━━━━━ MATERIAL FOR THE TASK ━━━━━

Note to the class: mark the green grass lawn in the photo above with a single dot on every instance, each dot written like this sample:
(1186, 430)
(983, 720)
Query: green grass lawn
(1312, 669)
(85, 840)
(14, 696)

━━━━━

Retype every one of the lines above without changing a single character.

Note to the class: mark the green grass lawn in the photo above with a single dot on every instance, each dot written like this sample:
(1186, 430)
(983, 720)
Query: green grass lawn
(1312, 669)
(85, 840)
(14, 696)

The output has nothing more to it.